* _Work instructions_: Rewrite every one of the lines below, putting "Object" wherever "Target" appears and changing nothing else.

* _Available data_:
__________
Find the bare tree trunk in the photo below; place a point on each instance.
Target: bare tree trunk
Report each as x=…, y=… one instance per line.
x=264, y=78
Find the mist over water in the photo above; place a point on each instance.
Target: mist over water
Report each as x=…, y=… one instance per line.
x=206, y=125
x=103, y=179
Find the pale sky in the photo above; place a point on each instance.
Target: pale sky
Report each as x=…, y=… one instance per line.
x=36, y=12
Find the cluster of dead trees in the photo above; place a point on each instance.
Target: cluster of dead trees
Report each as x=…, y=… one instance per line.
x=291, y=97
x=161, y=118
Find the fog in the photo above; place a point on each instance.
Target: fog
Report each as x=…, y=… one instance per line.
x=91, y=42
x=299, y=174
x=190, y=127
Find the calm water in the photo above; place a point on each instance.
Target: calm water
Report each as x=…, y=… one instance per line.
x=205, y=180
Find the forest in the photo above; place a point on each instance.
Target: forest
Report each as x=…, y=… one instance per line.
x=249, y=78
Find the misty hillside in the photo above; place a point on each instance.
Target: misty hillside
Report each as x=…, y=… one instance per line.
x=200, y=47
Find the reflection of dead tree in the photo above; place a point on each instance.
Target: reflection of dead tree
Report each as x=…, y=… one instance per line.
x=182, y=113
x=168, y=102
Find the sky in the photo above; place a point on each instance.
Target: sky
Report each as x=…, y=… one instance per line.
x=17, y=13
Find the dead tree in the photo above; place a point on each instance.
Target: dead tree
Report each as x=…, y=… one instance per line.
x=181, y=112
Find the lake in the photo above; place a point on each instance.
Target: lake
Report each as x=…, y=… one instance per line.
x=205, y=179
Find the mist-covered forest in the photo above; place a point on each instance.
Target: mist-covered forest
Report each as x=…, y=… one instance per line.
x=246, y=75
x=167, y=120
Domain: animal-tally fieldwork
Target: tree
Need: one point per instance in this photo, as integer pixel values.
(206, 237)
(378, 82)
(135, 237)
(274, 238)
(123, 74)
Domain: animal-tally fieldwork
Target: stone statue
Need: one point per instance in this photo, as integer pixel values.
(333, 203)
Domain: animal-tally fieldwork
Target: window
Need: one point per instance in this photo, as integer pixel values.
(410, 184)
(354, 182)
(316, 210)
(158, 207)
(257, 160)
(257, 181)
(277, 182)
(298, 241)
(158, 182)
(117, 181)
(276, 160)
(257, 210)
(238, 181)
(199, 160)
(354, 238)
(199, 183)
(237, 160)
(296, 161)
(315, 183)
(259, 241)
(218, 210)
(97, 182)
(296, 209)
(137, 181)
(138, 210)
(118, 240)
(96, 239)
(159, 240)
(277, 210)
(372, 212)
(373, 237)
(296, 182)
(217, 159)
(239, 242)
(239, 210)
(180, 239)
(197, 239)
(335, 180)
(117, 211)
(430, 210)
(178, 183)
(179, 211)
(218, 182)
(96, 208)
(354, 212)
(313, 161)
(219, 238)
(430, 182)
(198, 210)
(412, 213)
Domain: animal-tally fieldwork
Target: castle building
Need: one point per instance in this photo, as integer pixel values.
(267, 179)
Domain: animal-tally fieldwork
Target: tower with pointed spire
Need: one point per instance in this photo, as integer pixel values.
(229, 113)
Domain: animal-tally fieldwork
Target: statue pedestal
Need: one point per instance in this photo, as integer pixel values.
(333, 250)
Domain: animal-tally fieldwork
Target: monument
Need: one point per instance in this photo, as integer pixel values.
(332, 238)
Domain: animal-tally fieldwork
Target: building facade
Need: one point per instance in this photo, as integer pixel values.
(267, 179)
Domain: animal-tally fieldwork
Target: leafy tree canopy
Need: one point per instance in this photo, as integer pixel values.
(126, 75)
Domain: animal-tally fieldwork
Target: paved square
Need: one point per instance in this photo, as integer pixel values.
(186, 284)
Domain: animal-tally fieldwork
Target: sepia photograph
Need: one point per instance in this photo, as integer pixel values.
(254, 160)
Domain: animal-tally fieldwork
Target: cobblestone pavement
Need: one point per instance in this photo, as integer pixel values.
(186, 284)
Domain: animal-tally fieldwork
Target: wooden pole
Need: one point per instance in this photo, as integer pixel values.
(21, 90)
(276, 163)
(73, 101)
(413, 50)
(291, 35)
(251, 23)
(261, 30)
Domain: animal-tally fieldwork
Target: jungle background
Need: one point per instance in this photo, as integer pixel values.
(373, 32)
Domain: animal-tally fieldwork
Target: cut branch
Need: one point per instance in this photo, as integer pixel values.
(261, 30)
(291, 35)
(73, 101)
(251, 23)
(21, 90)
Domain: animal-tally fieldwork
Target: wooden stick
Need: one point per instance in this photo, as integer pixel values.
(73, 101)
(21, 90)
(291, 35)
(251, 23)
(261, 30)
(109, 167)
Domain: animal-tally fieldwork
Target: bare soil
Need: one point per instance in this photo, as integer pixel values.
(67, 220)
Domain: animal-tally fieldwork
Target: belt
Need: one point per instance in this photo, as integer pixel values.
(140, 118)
__________
* _Response_:
Find the bare tree trunk in the photo below; place a point on each instance.
Object: bare tree trunk
Report each as x=…, y=… one instance per line.
x=264, y=78
Find the mist over water in the photo above; place a point on each instance.
Object: mist over water
Report each as x=…, y=… one instance per line.
x=206, y=125
x=103, y=179
Find the pale sky in the photo above; place a point on each instance.
Object: pale sky
Report each as x=…, y=… one instance per line.
x=36, y=12
Find the cluster of dead trees in the photo above; place a point on each instance.
Object: cluster of dead trees
Report each as x=…, y=… one instance per line.
x=291, y=97
x=161, y=118
Find the fog in the photo above; place a point on each instance.
Object: fog
Report each as x=…, y=… one instance per line.
x=91, y=42
x=299, y=174
x=190, y=127
Find the calm water in the photo above; place a point on each instance.
Object: calm water
Report each as x=…, y=… one instance per line.
x=205, y=180
Find the forest in the photo above; place a point on each instance.
Object: forest
Report each as x=…, y=… one instance per line.
x=249, y=78
Find the misty hillside in the photo above; place a point on each instance.
Object: misty hillside
Report each as x=…, y=… one instance per line.
x=200, y=47
Find the reflection of dead tree in the photo above; place a point on each instance.
Object: reflection of dead tree
Report each as x=…, y=… one instance per line.
x=182, y=113
x=168, y=102
Find the sky in the photo above; place a point on each instance.
Object: sky
Report each as x=…, y=… one instance per line.
x=17, y=13
Find the dead tree in the photo above; place a point on each instance.
Object: dead tree
Report each as x=…, y=… one instance per line.
x=181, y=112
Find the lake in the photo above; place a point on each instance.
Object: lake
Report each as x=…, y=… one instance per line.
x=205, y=179
Find the mist-covered forest in the photo above; place a point on each instance.
Object: mist-covered forest
Report each as x=…, y=… one instance per line.
x=246, y=75
x=167, y=120
Domain: animal-tally fieldwork
Object: tree
Need: one point per instance in this photo, as integer pixel values.
(206, 237)
(378, 82)
(135, 237)
(274, 238)
(123, 74)
Domain: animal-tally fieldwork
Object: stone statue
Need: one point per instance in this photo, as integer pixel values.
(333, 203)
Domain: animal-tally fieldwork
Object: window
Need: one point per instance in this photo, as integer pixel values.
(410, 184)
(354, 182)
(316, 210)
(158, 207)
(257, 160)
(257, 181)
(277, 182)
(298, 241)
(158, 182)
(117, 181)
(276, 160)
(257, 210)
(238, 181)
(199, 160)
(354, 238)
(199, 183)
(237, 160)
(296, 161)
(315, 183)
(259, 241)
(218, 210)
(97, 182)
(296, 209)
(137, 181)
(138, 210)
(118, 240)
(96, 239)
(159, 240)
(277, 210)
(372, 212)
(373, 237)
(296, 182)
(217, 159)
(239, 242)
(239, 210)
(180, 239)
(197, 239)
(335, 180)
(117, 211)
(430, 210)
(178, 183)
(179, 211)
(218, 182)
(96, 208)
(354, 212)
(313, 161)
(219, 238)
(430, 182)
(198, 210)
(412, 213)
Domain: animal-tally fieldwork
Object: castle building
Need: one point per instance in this photo, as integer pixel values.
(267, 179)
Domain: animal-tally fieldwork
Object: tower with pointed spire
Need: one point per instance in this photo, as integer pixel values.
(229, 113)
Domain: animal-tally fieldwork
Object: statue pedestal
Need: one point per instance in this photo, as integer pixel values.
(333, 250)
Domain: animal-tally fieldwork
Object: monument
Need: one point per instance in this photo, as integer pixel values.
(332, 238)
Domain: animal-tally fieldwork
Object: building facade
Need: one point per instance in this photo, as integer pixel values.
(267, 179)
Domain: animal-tally fieldwork
Object: leafy tree canopy
Need: one point per instance in this photo, as integer pixel values.
(126, 75)
Domain: animal-tally fieldwork
Object: paved square
Need: one point per instance in this photo, as integer pixel values.
(186, 284)
Domain: animal-tally fieldwork
Object: sepia photograph
Need: one point per instance in this photo, as integer pixel values.
(254, 160)
Domain: animal-tally fieldwork
Object: cobblestone pavement
Need: one point per instance in this photo, as integer pixel values.
(186, 284)
Domain: animal-tally fieldwork
Object: wooden pole
Need: one point per instance in this photo, as integer pixel values.
(21, 90)
(276, 163)
(73, 101)
(413, 50)
(291, 35)
(251, 23)
(261, 30)
Domain: animal-tally fieldwork
Object: jungle background
Need: one point per instance in this photo, as integer pixel values.
(373, 32)
Domain: animal-tally fieldwork
Object: cut branch
Need: one point per instance in this photo, as integer pixel values.
(261, 30)
(291, 35)
(73, 101)
(251, 23)
(21, 90)
Domain: animal-tally fieldwork
Object: wooden stick
Need: one point per instance in this photo, as integer pixel values.
(73, 101)
(21, 90)
(291, 35)
(251, 23)
(261, 30)
(109, 167)
Domain: animal-tally fieldwork
Object: bare soil
Need: one point per instance in this photo, as integer pixel values.
(67, 220)
Domain: animal-tally fieldwork
Object: belt
Need: one point per instance in this photo, as integer pixel values.
(140, 118)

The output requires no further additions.